_YOUR TASK_
Begin with the first line of the listing and quote every line through the one containing "Put a marker on every instance of the giraffe neck, body"; give only those lines.

_INPUT_
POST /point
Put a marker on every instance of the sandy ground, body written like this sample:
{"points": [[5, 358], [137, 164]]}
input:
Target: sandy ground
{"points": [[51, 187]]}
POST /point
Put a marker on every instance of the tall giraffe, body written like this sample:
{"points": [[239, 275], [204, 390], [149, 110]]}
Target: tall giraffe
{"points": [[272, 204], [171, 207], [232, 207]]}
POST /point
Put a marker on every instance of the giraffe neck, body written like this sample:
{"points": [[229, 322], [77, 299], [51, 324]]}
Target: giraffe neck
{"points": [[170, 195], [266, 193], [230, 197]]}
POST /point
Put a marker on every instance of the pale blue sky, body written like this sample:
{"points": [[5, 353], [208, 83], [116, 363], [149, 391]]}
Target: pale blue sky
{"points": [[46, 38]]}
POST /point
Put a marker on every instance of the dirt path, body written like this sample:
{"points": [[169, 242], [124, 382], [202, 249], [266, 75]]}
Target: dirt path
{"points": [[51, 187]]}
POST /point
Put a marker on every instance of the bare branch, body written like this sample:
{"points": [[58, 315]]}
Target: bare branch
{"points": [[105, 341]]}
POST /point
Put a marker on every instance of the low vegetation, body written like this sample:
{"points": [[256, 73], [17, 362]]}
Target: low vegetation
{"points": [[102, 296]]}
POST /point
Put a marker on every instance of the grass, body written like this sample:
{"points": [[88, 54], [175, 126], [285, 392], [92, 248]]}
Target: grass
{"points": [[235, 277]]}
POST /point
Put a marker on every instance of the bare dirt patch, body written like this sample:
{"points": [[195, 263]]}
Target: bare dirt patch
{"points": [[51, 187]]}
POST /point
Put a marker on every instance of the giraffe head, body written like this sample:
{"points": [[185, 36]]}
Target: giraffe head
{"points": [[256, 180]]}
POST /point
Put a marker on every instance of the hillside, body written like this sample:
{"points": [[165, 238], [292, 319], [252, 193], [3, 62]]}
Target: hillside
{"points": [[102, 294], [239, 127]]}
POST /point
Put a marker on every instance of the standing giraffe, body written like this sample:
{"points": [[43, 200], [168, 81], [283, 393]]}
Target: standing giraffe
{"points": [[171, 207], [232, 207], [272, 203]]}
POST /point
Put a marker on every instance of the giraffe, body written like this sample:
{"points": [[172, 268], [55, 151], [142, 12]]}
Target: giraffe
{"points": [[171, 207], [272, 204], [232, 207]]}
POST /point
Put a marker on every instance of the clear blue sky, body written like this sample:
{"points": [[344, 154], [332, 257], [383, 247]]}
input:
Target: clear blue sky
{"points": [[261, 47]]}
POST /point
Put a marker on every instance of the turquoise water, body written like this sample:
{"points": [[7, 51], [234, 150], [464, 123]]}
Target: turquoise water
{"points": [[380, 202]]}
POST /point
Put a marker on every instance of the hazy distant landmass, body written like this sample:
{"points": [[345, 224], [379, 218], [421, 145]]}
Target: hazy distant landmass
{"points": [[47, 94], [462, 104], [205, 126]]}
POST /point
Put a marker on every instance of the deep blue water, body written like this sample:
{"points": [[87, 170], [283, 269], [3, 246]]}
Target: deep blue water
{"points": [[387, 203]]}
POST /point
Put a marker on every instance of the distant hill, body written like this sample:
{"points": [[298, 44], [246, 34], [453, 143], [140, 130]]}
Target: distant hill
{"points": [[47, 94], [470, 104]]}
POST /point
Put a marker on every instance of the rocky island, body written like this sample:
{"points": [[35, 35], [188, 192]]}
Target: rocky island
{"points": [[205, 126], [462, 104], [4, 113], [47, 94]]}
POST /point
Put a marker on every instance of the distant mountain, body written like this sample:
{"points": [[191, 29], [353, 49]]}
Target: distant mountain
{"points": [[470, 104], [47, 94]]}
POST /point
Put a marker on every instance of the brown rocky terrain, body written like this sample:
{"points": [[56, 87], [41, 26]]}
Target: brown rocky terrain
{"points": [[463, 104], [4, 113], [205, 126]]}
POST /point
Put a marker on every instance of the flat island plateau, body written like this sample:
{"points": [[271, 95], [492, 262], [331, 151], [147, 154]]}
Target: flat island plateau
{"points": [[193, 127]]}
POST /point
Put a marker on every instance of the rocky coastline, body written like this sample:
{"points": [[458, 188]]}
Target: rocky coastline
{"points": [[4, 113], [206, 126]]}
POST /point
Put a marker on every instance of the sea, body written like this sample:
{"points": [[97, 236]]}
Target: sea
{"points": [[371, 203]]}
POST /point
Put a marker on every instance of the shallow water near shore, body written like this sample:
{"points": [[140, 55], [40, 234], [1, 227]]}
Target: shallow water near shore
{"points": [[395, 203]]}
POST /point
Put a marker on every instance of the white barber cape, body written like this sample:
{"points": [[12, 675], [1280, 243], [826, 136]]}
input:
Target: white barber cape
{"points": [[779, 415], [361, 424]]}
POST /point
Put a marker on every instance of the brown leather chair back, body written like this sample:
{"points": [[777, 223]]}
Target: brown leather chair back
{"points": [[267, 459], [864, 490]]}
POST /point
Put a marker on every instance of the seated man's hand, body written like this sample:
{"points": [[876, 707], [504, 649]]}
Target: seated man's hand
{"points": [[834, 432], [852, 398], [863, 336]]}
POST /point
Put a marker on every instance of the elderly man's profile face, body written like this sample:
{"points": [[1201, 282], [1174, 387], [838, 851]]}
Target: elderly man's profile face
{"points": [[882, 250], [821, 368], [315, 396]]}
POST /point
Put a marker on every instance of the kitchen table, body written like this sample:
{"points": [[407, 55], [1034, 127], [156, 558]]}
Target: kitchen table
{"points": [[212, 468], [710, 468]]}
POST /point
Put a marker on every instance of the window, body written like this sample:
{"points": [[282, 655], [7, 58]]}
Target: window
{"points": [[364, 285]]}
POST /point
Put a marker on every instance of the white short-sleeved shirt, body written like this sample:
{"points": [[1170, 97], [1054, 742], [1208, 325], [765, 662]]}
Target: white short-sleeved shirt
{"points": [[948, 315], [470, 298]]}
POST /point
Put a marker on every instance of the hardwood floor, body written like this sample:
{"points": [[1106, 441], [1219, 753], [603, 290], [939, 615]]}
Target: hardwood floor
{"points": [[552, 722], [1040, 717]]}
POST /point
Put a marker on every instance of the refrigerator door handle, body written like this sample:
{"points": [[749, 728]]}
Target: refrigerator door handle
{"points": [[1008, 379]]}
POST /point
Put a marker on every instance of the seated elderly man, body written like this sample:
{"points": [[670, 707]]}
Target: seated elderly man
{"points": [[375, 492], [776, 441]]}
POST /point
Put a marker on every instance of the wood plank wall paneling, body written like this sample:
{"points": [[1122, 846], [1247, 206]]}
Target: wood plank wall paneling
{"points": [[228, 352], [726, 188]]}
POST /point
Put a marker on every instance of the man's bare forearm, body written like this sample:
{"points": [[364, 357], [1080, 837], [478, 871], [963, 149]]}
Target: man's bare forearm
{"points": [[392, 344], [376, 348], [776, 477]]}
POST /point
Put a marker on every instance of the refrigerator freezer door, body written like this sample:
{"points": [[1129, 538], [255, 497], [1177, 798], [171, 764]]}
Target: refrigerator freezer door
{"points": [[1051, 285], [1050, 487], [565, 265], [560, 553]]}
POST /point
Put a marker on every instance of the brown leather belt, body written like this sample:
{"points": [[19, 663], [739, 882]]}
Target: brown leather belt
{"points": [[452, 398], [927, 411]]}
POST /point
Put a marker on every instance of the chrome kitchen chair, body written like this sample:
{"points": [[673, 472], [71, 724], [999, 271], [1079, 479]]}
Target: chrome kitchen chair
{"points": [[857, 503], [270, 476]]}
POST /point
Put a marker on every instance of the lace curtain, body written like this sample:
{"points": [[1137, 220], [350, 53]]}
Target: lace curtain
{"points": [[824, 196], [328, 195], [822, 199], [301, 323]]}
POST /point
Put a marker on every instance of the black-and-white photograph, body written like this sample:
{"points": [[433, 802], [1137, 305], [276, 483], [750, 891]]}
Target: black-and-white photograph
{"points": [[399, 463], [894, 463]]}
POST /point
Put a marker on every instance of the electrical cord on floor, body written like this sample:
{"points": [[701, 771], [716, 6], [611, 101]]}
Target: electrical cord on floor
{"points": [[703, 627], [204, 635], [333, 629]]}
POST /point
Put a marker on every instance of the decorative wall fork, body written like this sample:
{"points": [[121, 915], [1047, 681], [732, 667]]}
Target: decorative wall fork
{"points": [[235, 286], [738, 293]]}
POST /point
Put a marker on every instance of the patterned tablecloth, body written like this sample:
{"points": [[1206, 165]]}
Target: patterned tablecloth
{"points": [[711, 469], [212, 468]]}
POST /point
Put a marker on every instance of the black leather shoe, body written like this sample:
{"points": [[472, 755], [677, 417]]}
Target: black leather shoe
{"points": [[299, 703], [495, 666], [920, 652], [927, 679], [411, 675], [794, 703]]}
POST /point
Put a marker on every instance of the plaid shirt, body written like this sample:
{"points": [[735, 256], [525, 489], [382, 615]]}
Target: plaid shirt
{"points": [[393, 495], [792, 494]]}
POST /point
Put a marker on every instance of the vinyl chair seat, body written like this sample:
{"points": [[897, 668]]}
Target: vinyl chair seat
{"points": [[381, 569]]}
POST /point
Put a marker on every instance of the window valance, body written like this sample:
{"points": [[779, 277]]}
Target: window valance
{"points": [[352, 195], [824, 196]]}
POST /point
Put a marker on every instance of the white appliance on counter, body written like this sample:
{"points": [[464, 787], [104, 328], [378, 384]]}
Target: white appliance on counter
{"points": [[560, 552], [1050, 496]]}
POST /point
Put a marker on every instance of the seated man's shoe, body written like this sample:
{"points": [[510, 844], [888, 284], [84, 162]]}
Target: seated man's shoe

_WORKED SOLUTION_
POST /point
Put a marker on every instance of the sandy ground, body written like this sample:
{"points": [[5, 358], [137, 164]]}
input:
Target: sandy ground
{"points": [[51, 187]]}
POST /point
Put a marker on every instance of the tall giraffe, body written like this sample:
{"points": [[239, 275], [204, 390], [149, 110]]}
Target: tall giraffe
{"points": [[272, 204], [171, 207], [232, 207]]}
POST /point
Put a marker on every instance of the giraffe neck, body written like this sample:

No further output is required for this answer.